### GIVEN INFORMATION ###
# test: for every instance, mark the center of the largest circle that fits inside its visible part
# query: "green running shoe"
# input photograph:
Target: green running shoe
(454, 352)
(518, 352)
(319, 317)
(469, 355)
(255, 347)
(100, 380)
###
WHAT THIS TASK INVOLVES: Could you retype every record above exactly as written?

RESULT OF THE EXERCISE:
# test: for every instance, mark the center of the largest circle that fits inside its visible part
# query: "green running shoe"
# input photograph:
Target: green running shoe
(454, 352)
(518, 352)
(319, 317)
(469, 355)
(255, 347)
(100, 380)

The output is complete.